◆ Stated exercise A: In the entries, rewrite the part that opens with the line containing "purple flower spike" and closes with the line containing "x=466, y=139", swapping "flow-rate tally" for "bloom count" and leaving everything else unchanged.

◆ Source excerpt:
Difference between revisions of "PermissiveImportsProposal"

Revision as of 18:13, 23 October 2014

Description

In Haskell we are able to import multiple identifiers into the same namespace, but this can't generally be taken advantage within a module. If we have "import Data.Text; import Data.Text.Lazy" in our imports and attempt to use isInfixOf we will get an ambiguous occurrence. However, there is one case where the usage can be determined unambiguously: when an identifier has been imported explicitly by name. Take the following example:

import Data.Text.Lazy.IO (putStrLn) 
import Prelude 
import qualified Data.List as L 
import qualified Data.Text.Lazy as L (isInfixOf)

Throughout this proposal we will refer to the putStrLn/isInfixOf imports as being explicit, while the others are implicit. I would argue any uses of putStrLn and L.isInfixOf in the code following this import statement are unambiguous, and the compiler should treat them as such. There's no way to take advantage of the current behaviour; it just causes fewer programs to be accepted than are necessary, and given we've explicitly asked for the identifiers from specific modules there's no reason for the compiler to assume we might want them from the Prelude or Data.List.

Advantages

Currently using more polymorphic functions (e.g. IO functions lifted into MonadIO) or differently monomorphic functions (e.g. Text instead of String-based) requires a certain amount of friction. In these cases it is common to use the same identifiers for the same functionality, but this requires us to hide those same identifiers from any modules which export clashing names. When we've already already explicitly imported those identifiers in the first place these hiding clauses are redundent, and amount to code duplication. Plus, if in the course of refactoring we later decide we no longer need the explicitly imported functions we should probably remove the now-unnecessary hiding clause, which could easily be missed if the programmer isn't conscientious enough, and could cause confusion if they're left in.

◆ Supplied records:
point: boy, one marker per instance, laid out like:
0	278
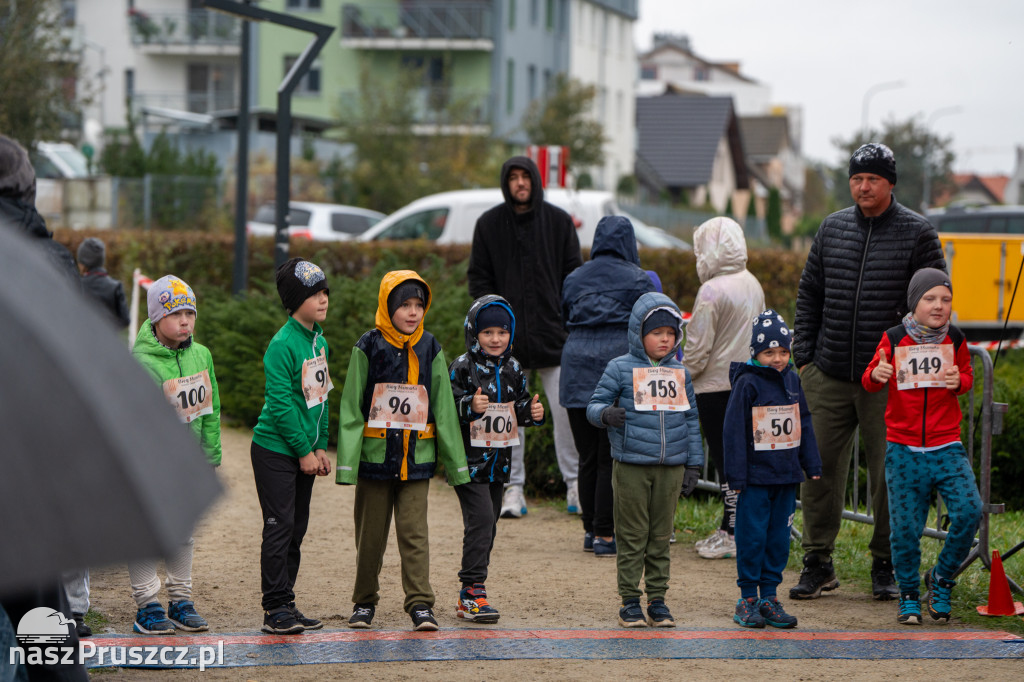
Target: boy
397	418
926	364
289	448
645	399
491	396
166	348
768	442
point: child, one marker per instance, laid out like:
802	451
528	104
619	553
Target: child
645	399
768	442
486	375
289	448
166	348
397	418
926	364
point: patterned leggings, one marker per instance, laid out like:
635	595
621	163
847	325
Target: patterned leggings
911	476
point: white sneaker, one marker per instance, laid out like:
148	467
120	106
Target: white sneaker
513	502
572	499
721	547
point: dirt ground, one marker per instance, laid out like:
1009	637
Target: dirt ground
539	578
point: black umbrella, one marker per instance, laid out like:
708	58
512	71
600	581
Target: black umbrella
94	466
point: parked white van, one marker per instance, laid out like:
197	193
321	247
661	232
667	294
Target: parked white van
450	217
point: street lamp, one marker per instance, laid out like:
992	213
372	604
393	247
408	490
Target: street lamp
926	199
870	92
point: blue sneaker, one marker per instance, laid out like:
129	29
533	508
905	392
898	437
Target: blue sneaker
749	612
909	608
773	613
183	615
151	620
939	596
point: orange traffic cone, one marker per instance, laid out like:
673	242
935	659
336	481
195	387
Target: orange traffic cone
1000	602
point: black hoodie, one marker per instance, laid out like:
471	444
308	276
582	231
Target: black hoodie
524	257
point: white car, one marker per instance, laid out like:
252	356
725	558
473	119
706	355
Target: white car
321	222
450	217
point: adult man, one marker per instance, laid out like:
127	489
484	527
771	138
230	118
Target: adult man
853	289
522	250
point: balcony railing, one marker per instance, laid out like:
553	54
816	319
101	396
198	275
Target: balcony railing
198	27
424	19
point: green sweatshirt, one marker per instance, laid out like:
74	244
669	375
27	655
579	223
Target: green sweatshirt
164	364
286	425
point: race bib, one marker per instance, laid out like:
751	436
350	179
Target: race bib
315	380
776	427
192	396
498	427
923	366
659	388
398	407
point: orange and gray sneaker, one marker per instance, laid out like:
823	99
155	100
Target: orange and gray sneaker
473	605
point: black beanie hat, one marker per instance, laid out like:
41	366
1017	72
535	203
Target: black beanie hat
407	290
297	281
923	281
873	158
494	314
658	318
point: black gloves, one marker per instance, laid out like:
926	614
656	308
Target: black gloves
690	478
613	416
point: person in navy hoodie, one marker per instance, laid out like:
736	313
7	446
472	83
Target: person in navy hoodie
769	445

---

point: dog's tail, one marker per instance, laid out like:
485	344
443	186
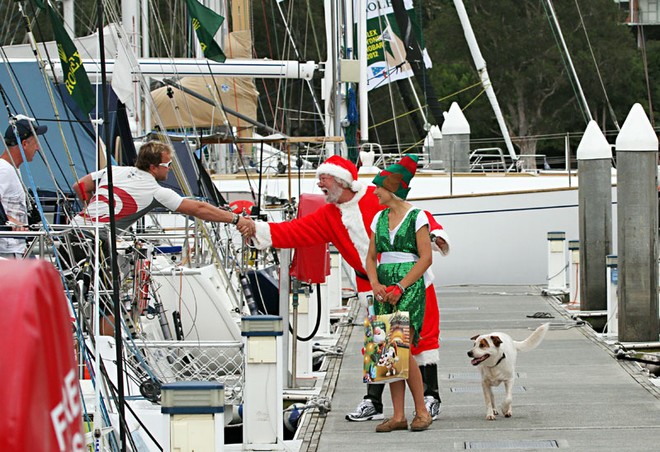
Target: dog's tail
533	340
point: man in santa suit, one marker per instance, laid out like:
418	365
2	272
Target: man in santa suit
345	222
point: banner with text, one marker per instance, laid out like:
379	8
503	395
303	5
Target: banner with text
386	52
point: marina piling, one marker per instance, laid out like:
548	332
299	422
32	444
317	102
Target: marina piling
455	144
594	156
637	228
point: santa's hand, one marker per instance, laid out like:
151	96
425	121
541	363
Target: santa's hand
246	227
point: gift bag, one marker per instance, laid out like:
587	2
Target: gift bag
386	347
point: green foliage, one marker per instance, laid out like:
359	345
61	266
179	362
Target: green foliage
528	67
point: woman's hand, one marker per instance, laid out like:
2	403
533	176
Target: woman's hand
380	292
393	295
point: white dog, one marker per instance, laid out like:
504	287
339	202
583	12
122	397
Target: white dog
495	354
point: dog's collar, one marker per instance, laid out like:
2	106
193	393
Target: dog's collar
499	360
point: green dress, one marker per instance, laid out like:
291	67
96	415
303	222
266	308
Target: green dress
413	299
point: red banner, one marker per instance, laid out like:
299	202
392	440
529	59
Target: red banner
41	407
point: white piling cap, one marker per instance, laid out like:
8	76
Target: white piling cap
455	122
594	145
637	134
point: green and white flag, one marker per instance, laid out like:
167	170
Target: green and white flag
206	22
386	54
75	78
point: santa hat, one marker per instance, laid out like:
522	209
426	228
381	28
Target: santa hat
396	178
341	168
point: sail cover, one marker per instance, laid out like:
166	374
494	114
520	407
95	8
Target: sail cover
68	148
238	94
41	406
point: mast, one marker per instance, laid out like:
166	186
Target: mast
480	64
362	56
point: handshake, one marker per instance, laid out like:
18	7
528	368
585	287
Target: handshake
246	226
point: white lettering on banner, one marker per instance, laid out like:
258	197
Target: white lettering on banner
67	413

---

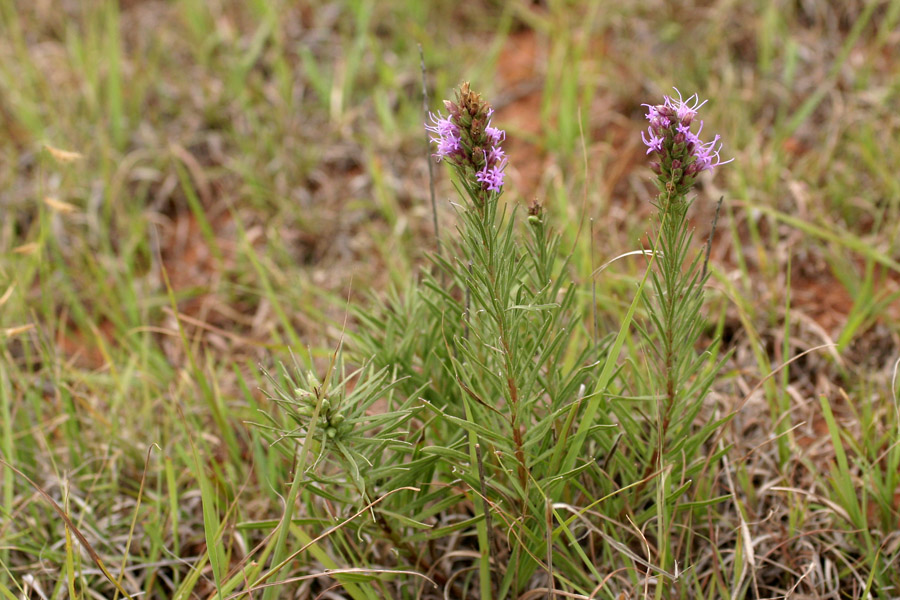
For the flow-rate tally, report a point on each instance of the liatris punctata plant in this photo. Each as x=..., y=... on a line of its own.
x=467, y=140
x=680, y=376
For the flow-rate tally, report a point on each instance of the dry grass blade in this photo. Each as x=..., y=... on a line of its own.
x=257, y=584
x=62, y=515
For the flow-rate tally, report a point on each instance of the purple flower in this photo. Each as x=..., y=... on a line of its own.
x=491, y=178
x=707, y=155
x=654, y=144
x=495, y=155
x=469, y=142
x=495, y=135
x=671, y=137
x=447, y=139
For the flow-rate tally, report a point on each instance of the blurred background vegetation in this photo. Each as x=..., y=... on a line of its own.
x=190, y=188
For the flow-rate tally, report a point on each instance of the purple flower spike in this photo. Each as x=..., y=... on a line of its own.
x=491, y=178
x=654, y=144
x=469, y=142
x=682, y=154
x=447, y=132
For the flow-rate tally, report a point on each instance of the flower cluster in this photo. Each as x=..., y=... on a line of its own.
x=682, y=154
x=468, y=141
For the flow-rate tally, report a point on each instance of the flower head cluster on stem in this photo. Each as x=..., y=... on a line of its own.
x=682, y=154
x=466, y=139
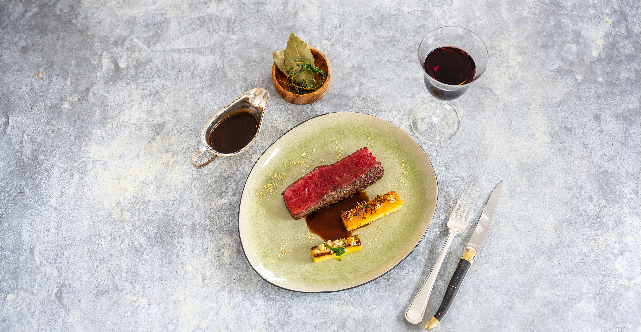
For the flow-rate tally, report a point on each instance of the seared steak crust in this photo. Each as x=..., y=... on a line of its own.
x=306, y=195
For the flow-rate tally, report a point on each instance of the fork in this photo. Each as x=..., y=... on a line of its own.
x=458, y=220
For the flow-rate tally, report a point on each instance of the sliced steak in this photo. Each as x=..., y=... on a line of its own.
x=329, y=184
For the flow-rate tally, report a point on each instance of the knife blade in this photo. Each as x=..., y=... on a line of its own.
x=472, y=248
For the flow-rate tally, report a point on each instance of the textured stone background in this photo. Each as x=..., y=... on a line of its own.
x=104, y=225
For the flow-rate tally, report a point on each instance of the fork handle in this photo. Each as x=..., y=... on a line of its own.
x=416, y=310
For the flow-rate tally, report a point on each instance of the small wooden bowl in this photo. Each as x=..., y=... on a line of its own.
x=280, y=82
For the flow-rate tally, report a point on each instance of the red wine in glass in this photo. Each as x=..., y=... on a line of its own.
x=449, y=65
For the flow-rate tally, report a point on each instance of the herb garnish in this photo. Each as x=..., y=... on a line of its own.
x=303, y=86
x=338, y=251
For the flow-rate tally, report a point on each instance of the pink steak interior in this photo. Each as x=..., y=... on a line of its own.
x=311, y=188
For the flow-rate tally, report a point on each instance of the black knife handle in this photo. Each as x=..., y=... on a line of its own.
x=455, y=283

◆ Stated exercise B: In the Haskell imports proposal, which identifier produces an ambiguous occurrence when both Data.Text and Data.Text.Lazy are imported?

◆ Correct output A:
For the bloom count, report a point on each instance of the purple flower spike in this photo. Each as x=..., y=... on a line of its own.
x=491, y=178
x=654, y=144
x=469, y=142
x=682, y=154
x=447, y=132
For the bloom count, report a point on each instance of the flower cluster in this photo. Each as x=..., y=... on a line of its own.
x=682, y=154
x=468, y=141
For the bloom count, report a point on each instance of the flower head cluster on stem in this photo. Each as x=..., y=... on a line of its own.
x=682, y=154
x=466, y=139

◆ Correct output B: isInfixOf